--- Goal of the exercise ---
Copy the data word for word, from its first line through the line containing "inner_rings: a ring", including that line.

--- Source material ---
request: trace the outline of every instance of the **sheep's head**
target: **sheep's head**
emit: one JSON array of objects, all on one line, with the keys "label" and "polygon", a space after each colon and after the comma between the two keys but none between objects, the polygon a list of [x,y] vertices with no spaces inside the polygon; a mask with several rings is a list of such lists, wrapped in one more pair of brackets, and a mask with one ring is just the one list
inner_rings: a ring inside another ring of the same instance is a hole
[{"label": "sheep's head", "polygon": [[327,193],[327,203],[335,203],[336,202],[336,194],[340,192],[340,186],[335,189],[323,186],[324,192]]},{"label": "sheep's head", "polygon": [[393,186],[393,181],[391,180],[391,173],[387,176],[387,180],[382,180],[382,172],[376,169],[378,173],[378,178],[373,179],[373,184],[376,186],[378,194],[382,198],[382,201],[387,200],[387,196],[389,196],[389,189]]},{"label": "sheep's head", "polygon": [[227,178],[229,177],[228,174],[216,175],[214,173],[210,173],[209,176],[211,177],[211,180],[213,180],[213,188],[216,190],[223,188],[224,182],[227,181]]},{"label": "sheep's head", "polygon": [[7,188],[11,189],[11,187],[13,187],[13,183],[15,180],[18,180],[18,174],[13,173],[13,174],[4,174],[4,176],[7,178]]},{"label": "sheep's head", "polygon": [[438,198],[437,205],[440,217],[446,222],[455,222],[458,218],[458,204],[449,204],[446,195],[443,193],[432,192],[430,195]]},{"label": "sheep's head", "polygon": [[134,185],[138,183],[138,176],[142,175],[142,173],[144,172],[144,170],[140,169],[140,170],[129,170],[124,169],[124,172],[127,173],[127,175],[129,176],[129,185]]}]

--- Answer to the problem ---
request: trace the outline of every instance of the **sheep's head**
target: **sheep's head**
emit: one JSON array of objects, all on one line, with the keys "label" and "polygon", a space after each colon and after the comma between the two keys but none between objects, the polygon a list of [x,y] vertices with no spaces inside the polygon; a mask with several rings is a list of such lists, wrapped in one more pair of brackets, and a mask with one ring is just the one list
inner_rings: a ring inside another ring of the same instance is a hole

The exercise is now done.